**Instructions to follow**. Write out the records again, exactly, leaving none out.

(Saved entries)
━━━━━━━━━━━━━━━━

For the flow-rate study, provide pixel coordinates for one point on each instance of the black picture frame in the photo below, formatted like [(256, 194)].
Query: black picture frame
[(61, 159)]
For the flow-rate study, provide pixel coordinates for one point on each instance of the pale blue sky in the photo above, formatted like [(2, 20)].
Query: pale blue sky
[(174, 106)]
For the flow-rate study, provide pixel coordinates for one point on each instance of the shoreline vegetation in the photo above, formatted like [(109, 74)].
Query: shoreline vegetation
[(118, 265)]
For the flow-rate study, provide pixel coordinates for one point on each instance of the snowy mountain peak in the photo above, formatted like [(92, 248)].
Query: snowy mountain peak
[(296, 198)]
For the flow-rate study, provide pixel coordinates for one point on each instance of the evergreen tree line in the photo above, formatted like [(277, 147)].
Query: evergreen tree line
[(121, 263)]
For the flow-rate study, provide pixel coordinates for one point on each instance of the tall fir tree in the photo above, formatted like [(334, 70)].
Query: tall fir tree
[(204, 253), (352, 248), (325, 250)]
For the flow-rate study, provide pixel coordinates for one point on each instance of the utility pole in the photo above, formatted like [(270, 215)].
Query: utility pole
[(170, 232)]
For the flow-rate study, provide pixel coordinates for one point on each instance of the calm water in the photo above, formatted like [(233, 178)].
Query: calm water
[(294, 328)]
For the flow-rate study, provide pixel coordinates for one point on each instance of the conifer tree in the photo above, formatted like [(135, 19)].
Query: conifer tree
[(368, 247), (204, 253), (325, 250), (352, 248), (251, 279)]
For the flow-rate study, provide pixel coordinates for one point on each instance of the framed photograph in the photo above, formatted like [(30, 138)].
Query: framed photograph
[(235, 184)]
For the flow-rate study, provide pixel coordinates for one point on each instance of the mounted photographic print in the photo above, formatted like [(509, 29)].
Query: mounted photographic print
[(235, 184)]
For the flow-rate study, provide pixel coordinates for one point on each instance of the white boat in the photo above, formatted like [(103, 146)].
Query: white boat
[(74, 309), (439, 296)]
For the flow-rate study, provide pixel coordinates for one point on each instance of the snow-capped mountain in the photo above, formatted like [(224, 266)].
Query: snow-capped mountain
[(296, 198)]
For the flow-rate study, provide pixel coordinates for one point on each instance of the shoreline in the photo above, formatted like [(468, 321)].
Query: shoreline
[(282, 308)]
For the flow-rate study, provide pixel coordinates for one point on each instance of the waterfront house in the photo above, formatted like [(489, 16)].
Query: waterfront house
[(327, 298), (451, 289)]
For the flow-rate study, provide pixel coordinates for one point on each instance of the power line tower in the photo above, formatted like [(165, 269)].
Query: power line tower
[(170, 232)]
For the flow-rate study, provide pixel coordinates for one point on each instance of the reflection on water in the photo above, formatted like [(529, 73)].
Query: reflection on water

━━━━━━━━━━━━━━━━

**Answer box**.
For the flow-rate study, provide pixel coordinates for one point on each instance of the black picture frame in the photo below, formatted like [(256, 194)].
Query: black picture frame
[(61, 159)]
For the flow-rate study, provide pixel coordinates for one point on each instance of the pale blue sky in the photo above, formatted like [(2, 20)].
Query: pale blue sky
[(174, 106)]
For the flow-rate study, provide pixel coordinates for one point on each instance of the shoreline vegetation in the photo above, formatted like [(109, 74)].
Query: shoreline vegetation
[(118, 265)]
For the flow-rate study, provide pixel coordinates for one point on each instance of the snowy mountain peak in the photo above, formatted like [(92, 248)].
Query: snowy mountain peak
[(296, 198)]
For the flow-rate study, provide pixel coordinates for one point on each instance of the evergreen tree line in the photo above, formatted like [(277, 147)].
Query: evergreen tree line
[(121, 263)]
For the flow-rate study, provide pixel coordinates for one point on each instance of the tall fir tree in the photo above, formatted like [(334, 70)].
Query: tall fir tree
[(204, 253), (352, 248), (325, 250)]
For the flow-rate study, provide pixel coordinates for one point on each instance of the utility pole in the photo above, formatted like [(270, 215)].
Query: utility pole
[(170, 232)]
For the flow-rate study, provide pixel coordinates for one point on each instance of the calm water in the photo above, formatted like [(233, 178)].
Query: calm water
[(294, 328)]
For the flow-rate study, provide pixel coordinates for one point on each instance of the conifer tree in the photo above, formatted like [(135, 19)].
Query: conifer tree
[(368, 247), (204, 253), (325, 250), (352, 248), (251, 279)]
For the flow-rate study, provide pixel coordinates for one point on each instance of the framed photograph in the photo above, formatted like [(30, 138)].
Query: framed photograph
[(235, 184)]
For the flow-rate study, provide pixel coordinates for one point on each instance of the mounted photographic print in the photo above, formatted like [(509, 29)].
Query: mounted photographic print
[(235, 184)]
For the flow-rate study, provide pixel coordinates for one point on each instance of the white boat in the photo above, formatted like [(103, 146)].
Query: white boat
[(74, 309), (439, 296)]
For the flow-rate study, provide pixel coordinates for one point on each instance of the snow-capped mountain in the photo above, formatted like [(224, 266)].
Query: snow-capped mountain
[(296, 198)]
For the flow-rate study, provide pixel coordinates for one point on each instance of the shoreline in the photo above, formatted like [(468, 321)].
Query: shoreline
[(282, 308)]
For the flow-rate study, provide pixel coordinates for one point on each instance of the waterfront house in the photo above, formatted like [(489, 16)].
Query: waterfront house
[(327, 298), (451, 289)]
For the flow-rate study, provide pixel coordinates for one point on each instance of the power line tower in the photo above, formatted like [(165, 269)].
Query: power line tower
[(170, 232)]
For the flow-rate study, provide pixel coordinates for one point on each instance of the reflection on water in the photo above, formatted like [(529, 73)].
Query: reflection on water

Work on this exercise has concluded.